_TESTO SELEZIONATO:_

------------------------------------

Era il 1974 quando Mario Molina e Frank Sherwood Rowland pubblicarono su Nature un articolo che puntava il dito contro alcune sostanze di sintesi, chiamate CFC (clorofluorocarburi), capaci di volare verso la stratosfera e lì rilasciare atomi di cloro in quantità sufficiente da attaccare il prezioso strato di ozono che protegge la superficie della Terra dai raggi ultravioletti.
Era l’inizio di un frenetico processo che porterà nel 1987, in appena 12 anni, al “Protocollo di Montreal” – di fatto una legge delle Nazioni Unite – che auspica il phase out totale e inizia a mettere al bando, per la prima volta nella storia, un’intera classe di composti chimici di sintesi, i CFC appunto.
Mario Molina e il suo collega, Rowland, avevano individuato la causa del meccanismo di distruzione dell’ozono stratosferico. Ed era una causa tutta umana. I CFC, infatti, sono sostanze che non esistono in natura, sono state sintetizzate in laboratorio e messe in commercio a partire dagli anni ’30 del secolo scorso per trovare impiego in molti settori, a partire da quello dei frigoriferi.
Quello del 1974 fu un articolo seminale che concentrò l’attenzione sul problema dell’ozono. Analizzando intere annate di dati raccolti dal satellite, Molina e altri si accorsero della rapida diminuzione della concentrazione del gas nella stratosfera antartica, crollata del 40% tra il 1975 e il 1984. Si iniziò a parlare del “buco”, anche se in realtà si trattava (e si tratta) dell’assottigliamento dello strato che l’ozono forma ad alcuni chilometri di altezza, svolgendo un ruolo di equilibrio impagabile per la biosfera. L’ozono stratosferico assorbe, infatti, il 90% della radiazione ultravioletta proveniente dal Sole. Una radiazione che è particolarmente aggressiva per gli organismi viventi.

------------------------------------

_RIGHE FORNITE:_

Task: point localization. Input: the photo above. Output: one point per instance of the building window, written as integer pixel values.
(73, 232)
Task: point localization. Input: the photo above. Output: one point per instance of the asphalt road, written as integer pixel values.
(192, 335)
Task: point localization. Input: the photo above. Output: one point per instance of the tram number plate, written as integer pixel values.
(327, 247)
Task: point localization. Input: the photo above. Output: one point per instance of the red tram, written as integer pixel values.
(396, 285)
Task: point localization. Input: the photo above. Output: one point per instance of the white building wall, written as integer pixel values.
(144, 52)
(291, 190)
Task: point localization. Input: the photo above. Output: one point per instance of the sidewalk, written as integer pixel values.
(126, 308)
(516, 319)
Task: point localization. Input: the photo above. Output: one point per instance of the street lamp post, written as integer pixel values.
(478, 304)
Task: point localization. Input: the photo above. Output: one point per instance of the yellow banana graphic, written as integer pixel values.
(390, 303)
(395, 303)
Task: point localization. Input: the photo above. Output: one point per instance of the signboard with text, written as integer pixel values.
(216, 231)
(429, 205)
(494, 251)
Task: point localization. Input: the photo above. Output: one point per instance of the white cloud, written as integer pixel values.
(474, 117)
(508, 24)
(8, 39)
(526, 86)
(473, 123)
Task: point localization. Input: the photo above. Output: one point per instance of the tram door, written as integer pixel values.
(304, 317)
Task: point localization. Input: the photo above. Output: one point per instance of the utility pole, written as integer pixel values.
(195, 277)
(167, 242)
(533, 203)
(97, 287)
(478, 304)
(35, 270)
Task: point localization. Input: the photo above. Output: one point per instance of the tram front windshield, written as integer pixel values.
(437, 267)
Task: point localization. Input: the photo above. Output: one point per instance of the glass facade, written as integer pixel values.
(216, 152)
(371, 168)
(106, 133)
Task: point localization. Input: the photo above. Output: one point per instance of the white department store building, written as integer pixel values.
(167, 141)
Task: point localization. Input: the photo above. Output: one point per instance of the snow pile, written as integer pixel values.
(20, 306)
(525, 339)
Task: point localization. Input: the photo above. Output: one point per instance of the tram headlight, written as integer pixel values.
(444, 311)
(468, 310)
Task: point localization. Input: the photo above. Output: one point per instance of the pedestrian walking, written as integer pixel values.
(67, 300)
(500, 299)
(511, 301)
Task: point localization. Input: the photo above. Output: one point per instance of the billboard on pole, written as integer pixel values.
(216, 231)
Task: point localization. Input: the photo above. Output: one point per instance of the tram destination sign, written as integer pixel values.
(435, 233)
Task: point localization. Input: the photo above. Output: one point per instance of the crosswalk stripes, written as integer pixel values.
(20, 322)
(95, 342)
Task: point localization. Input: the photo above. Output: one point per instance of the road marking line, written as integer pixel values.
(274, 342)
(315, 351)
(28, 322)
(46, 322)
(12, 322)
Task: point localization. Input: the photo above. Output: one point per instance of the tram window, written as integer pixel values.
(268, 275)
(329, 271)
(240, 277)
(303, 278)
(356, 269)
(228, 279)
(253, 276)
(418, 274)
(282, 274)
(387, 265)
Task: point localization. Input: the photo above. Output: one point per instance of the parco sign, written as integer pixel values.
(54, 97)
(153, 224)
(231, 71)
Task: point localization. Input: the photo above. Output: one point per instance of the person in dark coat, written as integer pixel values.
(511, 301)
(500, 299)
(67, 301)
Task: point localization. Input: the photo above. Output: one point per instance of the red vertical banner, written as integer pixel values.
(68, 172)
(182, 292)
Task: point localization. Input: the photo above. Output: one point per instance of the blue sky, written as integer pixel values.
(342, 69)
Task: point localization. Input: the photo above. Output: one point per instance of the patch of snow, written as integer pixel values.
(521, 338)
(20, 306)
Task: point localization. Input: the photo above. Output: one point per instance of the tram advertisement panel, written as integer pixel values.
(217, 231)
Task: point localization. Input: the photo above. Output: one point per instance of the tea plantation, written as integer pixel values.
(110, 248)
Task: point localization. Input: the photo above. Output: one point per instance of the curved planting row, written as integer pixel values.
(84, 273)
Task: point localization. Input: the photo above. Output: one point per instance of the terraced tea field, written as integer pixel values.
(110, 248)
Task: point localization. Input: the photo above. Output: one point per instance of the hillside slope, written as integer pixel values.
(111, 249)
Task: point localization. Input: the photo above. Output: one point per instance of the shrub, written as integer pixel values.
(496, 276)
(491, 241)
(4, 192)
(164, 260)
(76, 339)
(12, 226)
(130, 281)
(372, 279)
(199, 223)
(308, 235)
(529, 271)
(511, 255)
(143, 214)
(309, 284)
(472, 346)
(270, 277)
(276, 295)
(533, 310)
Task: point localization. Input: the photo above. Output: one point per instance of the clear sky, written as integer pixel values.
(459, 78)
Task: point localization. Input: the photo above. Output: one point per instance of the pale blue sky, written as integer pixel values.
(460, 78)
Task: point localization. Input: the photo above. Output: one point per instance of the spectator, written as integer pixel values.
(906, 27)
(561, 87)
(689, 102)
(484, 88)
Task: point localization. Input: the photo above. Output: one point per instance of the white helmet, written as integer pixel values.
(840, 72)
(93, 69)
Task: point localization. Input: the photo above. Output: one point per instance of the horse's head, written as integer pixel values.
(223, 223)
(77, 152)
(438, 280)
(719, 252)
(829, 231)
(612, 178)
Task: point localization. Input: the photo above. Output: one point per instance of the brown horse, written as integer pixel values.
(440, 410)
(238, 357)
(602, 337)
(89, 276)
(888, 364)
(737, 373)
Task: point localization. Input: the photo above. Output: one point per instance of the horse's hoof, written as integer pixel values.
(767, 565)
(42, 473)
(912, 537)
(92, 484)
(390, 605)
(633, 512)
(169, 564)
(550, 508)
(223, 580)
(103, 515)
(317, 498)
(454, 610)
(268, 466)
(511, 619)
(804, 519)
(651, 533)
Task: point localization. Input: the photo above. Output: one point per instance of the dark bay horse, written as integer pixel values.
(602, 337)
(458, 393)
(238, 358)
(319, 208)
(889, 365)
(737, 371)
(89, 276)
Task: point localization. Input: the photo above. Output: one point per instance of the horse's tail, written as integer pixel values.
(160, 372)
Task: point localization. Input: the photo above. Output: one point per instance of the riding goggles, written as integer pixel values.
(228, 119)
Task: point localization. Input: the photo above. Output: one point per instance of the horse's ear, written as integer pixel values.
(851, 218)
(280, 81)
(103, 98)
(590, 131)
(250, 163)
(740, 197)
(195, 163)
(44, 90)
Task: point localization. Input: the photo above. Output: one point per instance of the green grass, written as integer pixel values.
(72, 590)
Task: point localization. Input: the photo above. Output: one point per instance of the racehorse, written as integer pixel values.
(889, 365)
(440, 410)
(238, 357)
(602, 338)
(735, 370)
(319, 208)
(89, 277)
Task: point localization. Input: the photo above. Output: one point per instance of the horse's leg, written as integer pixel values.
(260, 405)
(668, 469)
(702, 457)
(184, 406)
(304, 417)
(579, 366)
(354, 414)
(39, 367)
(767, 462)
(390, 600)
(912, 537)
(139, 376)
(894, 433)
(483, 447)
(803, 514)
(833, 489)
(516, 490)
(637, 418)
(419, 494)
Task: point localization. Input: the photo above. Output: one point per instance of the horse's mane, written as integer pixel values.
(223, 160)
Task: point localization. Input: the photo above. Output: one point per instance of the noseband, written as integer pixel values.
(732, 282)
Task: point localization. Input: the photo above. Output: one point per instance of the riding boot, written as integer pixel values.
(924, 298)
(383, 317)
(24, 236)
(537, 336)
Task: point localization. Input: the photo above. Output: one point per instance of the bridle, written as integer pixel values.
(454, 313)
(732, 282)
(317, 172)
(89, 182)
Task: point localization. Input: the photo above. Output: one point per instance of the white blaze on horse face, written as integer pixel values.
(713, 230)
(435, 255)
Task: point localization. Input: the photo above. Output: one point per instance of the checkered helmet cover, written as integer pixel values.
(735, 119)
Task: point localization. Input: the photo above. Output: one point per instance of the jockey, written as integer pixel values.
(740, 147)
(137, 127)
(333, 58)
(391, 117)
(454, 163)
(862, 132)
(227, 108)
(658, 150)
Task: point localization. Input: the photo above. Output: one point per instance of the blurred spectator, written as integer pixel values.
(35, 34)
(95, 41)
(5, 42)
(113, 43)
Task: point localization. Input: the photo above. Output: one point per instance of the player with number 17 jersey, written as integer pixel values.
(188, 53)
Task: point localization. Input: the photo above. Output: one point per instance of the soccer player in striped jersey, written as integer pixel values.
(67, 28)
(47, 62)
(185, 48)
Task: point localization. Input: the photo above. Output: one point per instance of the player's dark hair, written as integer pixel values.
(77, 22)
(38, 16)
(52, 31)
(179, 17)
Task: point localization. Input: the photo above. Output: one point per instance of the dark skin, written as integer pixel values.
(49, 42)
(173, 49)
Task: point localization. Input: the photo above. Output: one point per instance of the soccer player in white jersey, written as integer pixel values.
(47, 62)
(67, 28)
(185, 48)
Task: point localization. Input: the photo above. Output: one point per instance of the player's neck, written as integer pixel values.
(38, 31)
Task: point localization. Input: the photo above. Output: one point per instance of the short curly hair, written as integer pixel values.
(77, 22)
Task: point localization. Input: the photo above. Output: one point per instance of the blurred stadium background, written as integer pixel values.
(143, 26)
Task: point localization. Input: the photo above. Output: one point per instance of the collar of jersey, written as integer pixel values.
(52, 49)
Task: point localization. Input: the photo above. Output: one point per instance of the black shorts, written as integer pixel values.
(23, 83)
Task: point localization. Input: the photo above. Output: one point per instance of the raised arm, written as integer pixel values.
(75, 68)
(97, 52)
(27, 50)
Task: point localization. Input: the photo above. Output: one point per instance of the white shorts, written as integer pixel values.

------------------------------------

_CONSEGNA:_
Prosegui il testo sul ruolo dei CFC nella distruzione dell'ozono stratosferico, partendo subito dopo la sua ultima frase.

_RISULTATO:_
Molina e Rowland insieme a Paul Crutzen capirono prima e meglio di altri che la diminuzione dell’ozono stratosferico, particolarmente accentuata al Polo Sud e al Polo Nord, era catalizzata attraverso una serie di complesse reazioni chimiche soprattutto dai clorofluorocarburi. Crutzen è considerato oggi uno dei padri del concetto di Antropocene, una nuova era geologica in cui il maggiore fattore dinamico sono gli umani. I tre riceveranno il premio Nobel per la Chimica nel 1995.
Ma meriterebbero un premio ulteriore – un premio che ancora non c’è – per aver attivamente messo sull’avviso le istituzioni e l’umanità intera del pericolo, un pericolo che poteva essere contrastato. Bastava poco, in fondo: mettere d’accordo tutti i paesi della Terra e privilegiare l’ambiente rispetto all’economia.
Un’impresa titanica. Al limite dell’impossibilità. Mai prima d’allora qualcuno era riuscito a fare tanto. Ma evidentemente Molina credeva nell’impossibile. In pochissimi anni lui e i suoi colleghi chimici resero consapevoli i politici del pericolo e della necessità /possibilità di contrastarlo.
Così, nel giro di pochi anni, si arrivò al Protocollo di Montreal (firmato il primo settembre 1987) per limitare l’uso dei CFC e di altre sostanze similari. L’accordo internazionale prevedeva che fossero dapprima i paesi ricchi a mettere al bando i CFC. Poi all’inizio degli anni ’90 la decisione comprese tutti i paesi si arrivò così al phase out, la quasi totale eliminazione delle sostanze, con una decisione politica internazionale senza precedenti. Il guaio è che i CFC sono stabili e dunque restano in atmosfera per decenni. Insomma, gli scienziati previdero che malgrado la radicale soluzione, gli effetti sostanziali si sarebbero avvertiti solo intorno al 2020. Fu, dunque, una decisione per il lungo periodo.
Mario Molina poteva essere contento. Lui, con Rowland e Crutzen, aveva dimostrato che il sistema climatico del pianeta è molto delicato e può cambiare rapidamente; che l’azione di quell’attore ecologico globale che è l’uomo ha un’incidenza misurabile, nel male, ma anche nel bene, e che molte delle perturbazioni indotte dagli umani sono reversibili.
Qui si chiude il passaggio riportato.